● Work instruction
Pick out all lines in the listing holding the string "instance" and copy them.

● Records for the task
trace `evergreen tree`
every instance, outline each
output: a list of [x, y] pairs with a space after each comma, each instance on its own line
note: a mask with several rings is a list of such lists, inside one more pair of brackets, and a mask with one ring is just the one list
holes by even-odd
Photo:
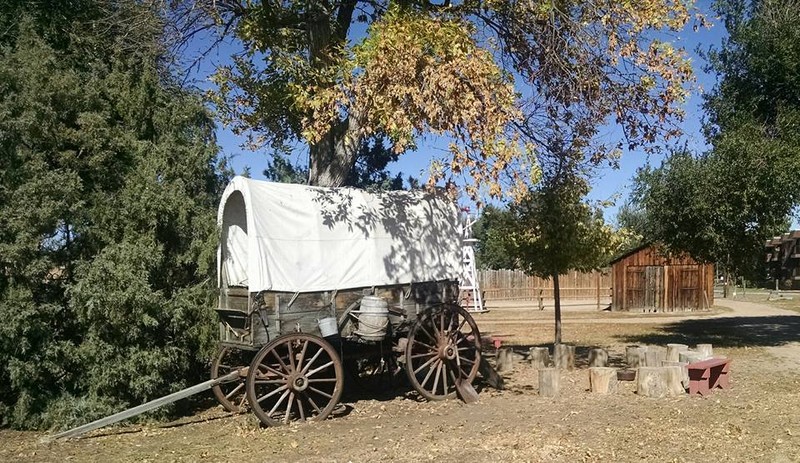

● Answer to this exercise
every instance, outline each
output: a list of [x, y] pairs with a space after each comma, each instance on its own line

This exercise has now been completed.